■ **What is being asked**: Lines from the one containing "Task: locate street" through the last line of the data below are to be returned exactly; leave out the rest.

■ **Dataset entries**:

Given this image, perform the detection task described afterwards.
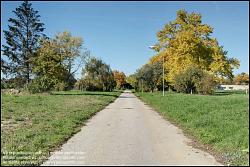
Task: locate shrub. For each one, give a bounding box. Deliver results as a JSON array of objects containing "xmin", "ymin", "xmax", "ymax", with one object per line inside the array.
[
  {"xmin": 1, "ymin": 77, "xmax": 26, "ymax": 89},
  {"xmin": 26, "ymin": 81, "xmax": 41, "ymax": 94},
  {"xmin": 1, "ymin": 79, "xmax": 7, "ymax": 89},
  {"xmin": 196, "ymin": 73, "xmax": 217, "ymax": 95},
  {"xmin": 173, "ymin": 66, "xmax": 216, "ymax": 95},
  {"xmin": 74, "ymin": 77, "xmax": 115, "ymax": 92},
  {"xmin": 26, "ymin": 76, "xmax": 55, "ymax": 93},
  {"xmin": 54, "ymin": 82, "xmax": 68, "ymax": 91},
  {"xmin": 174, "ymin": 66, "xmax": 203, "ymax": 94},
  {"xmin": 173, "ymin": 72, "xmax": 191, "ymax": 93}
]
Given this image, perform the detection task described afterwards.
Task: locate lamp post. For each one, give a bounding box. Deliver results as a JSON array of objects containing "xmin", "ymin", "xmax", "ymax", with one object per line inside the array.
[
  {"xmin": 162, "ymin": 55, "xmax": 165, "ymax": 96},
  {"xmin": 149, "ymin": 45, "xmax": 165, "ymax": 96}
]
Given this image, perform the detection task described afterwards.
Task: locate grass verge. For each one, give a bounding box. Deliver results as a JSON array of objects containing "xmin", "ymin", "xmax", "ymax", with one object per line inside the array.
[
  {"xmin": 135, "ymin": 92, "xmax": 249, "ymax": 166},
  {"xmin": 1, "ymin": 90, "xmax": 120, "ymax": 166}
]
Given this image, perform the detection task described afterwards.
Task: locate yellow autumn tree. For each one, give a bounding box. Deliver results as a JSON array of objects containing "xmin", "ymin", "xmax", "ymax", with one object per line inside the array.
[
  {"xmin": 113, "ymin": 70, "xmax": 126, "ymax": 89},
  {"xmin": 233, "ymin": 72, "xmax": 249, "ymax": 85},
  {"xmin": 150, "ymin": 9, "xmax": 240, "ymax": 85}
]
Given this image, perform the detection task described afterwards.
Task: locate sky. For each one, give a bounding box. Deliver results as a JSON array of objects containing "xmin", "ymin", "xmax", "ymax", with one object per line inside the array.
[{"xmin": 1, "ymin": 1, "xmax": 249, "ymax": 79}]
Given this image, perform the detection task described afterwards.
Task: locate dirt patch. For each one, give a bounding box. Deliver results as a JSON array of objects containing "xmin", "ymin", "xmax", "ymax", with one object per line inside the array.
[{"xmin": 1, "ymin": 118, "xmax": 32, "ymax": 133}]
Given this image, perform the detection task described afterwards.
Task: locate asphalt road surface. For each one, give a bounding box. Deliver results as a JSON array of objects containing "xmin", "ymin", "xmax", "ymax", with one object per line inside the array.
[{"xmin": 42, "ymin": 91, "xmax": 222, "ymax": 166}]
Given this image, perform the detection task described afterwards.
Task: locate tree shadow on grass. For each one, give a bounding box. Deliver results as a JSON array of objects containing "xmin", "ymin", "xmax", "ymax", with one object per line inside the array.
[
  {"xmin": 50, "ymin": 92, "xmax": 120, "ymax": 98},
  {"xmin": 211, "ymin": 93, "xmax": 230, "ymax": 96}
]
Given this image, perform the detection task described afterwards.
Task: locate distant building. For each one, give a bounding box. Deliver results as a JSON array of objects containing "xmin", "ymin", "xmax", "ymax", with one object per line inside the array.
[{"xmin": 218, "ymin": 84, "xmax": 249, "ymax": 91}]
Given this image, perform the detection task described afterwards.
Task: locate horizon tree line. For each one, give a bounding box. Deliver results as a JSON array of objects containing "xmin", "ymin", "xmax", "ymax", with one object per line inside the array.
[{"xmin": 1, "ymin": 2, "xmax": 248, "ymax": 94}]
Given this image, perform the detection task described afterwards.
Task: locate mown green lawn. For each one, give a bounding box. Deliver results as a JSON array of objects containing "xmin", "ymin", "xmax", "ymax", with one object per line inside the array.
[
  {"xmin": 136, "ymin": 92, "xmax": 249, "ymax": 166},
  {"xmin": 1, "ymin": 90, "xmax": 120, "ymax": 166}
]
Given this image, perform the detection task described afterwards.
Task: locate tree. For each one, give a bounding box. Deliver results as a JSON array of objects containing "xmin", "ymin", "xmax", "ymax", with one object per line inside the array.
[
  {"xmin": 27, "ymin": 31, "xmax": 85, "ymax": 92},
  {"xmin": 173, "ymin": 67, "xmax": 202, "ymax": 94},
  {"xmin": 31, "ymin": 38, "xmax": 67, "ymax": 91},
  {"xmin": 113, "ymin": 70, "xmax": 126, "ymax": 89},
  {"xmin": 150, "ymin": 61, "xmax": 165, "ymax": 91},
  {"xmin": 54, "ymin": 31, "xmax": 85, "ymax": 89},
  {"xmin": 135, "ymin": 64, "xmax": 153, "ymax": 92},
  {"xmin": 2, "ymin": 1, "xmax": 45, "ymax": 84},
  {"xmin": 173, "ymin": 66, "xmax": 217, "ymax": 94},
  {"xmin": 126, "ymin": 74, "xmax": 138, "ymax": 90},
  {"xmin": 81, "ymin": 57, "xmax": 116, "ymax": 91},
  {"xmin": 30, "ymin": 31, "xmax": 84, "ymax": 92},
  {"xmin": 196, "ymin": 73, "xmax": 217, "ymax": 95},
  {"xmin": 233, "ymin": 72, "xmax": 249, "ymax": 85},
  {"xmin": 134, "ymin": 62, "xmax": 163, "ymax": 92},
  {"xmin": 151, "ymin": 9, "xmax": 239, "ymax": 85}
]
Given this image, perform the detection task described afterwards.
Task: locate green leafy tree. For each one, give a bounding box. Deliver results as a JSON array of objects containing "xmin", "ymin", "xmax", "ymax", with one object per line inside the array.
[
  {"xmin": 174, "ymin": 66, "xmax": 216, "ymax": 94},
  {"xmin": 2, "ymin": 1, "xmax": 45, "ymax": 84},
  {"xmin": 126, "ymin": 74, "xmax": 138, "ymax": 90},
  {"xmin": 173, "ymin": 70, "xmax": 195, "ymax": 94},
  {"xmin": 81, "ymin": 57, "xmax": 116, "ymax": 91},
  {"xmin": 30, "ymin": 31, "xmax": 85, "ymax": 92},
  {"xmin": 31, "ymin": 38, "xmax": 67, "ymax": 91},
  {"xmin": 134, "ymin": 62, "xmax": 163, "ymax": 92},
  {"xmin": 151, "ymin": 61, "xmax": 165, "ymax": 91},
  {"xmin": 54, "ymin": 31, "xmax": 85, "ymax": 89}
]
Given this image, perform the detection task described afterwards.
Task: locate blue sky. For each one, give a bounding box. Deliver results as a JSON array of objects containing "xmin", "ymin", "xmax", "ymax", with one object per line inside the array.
[{"xmin": 1, "ymin": 1, "xmax": 249, "ymax": 79}]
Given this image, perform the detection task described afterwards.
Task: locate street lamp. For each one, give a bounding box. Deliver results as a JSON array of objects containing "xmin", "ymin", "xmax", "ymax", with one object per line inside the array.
[{"xmin": 149, "ymin": 45, "xmax": 165, "ymax": 96}]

■ **Result**:
Task: locate street lamp. For each one, give a bounding box. Deliver results as a JSON array of objects containing "xmin", "ymin", "xmax", "ymax", with one object per line inside the array.
[{"xmin": 149, "ymin": 45, "xmax": 165, "ymax": 96}]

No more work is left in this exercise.